___ Material for this task

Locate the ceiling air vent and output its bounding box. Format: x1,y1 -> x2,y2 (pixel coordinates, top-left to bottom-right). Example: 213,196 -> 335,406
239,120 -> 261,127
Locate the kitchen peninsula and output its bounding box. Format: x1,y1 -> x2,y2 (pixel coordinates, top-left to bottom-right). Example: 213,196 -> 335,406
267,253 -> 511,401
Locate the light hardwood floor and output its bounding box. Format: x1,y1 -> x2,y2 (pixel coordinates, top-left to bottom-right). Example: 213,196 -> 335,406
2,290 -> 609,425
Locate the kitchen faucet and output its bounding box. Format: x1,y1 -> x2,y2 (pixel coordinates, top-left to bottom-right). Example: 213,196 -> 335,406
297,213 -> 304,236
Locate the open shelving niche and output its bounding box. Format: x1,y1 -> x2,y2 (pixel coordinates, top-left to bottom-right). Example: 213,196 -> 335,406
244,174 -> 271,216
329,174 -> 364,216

______

Problem to work on. Set out the entries once more, word for word.

Answer to the exercise.
Locate the ceiling air vent and output its bounding box. Format: x1,y1 -> x2,y2 (pixel coordinates, top-left to bottom-right). Example: 213,196 -> 335,406
239,120 -> 261,127
Locate the kitchen peninsula and output its bounding box. Format: x1,y1 -> x2,y2 (pixel coordinates, top-left to bottom-right). Example: 213,196 -> 335,406
267,253 -> 511,401
Locate the light hardwood floor and output its bounding box. Format: x1,y1 -> x2,y2 (pixel coordinates, top-left to bottom-right). Example: 213,196 -> 335,406
2,290 -> 609,425
Locate the kitchen faucet and output its bounding box. Format: x1,y1 -> x2,y2 (pixel coordinates, top-left to bottom-right). Example: 213,196 -> 335,406
297,213 -> 304,236
Locate the open shelving niche and output its bounding box. Format: x1,y1 -> x2,y2 (pixel coordinates, top-left to bottom-right). Example: 213,196 -> 335,406
244,174 -> 271,216
329,174 -> 364,216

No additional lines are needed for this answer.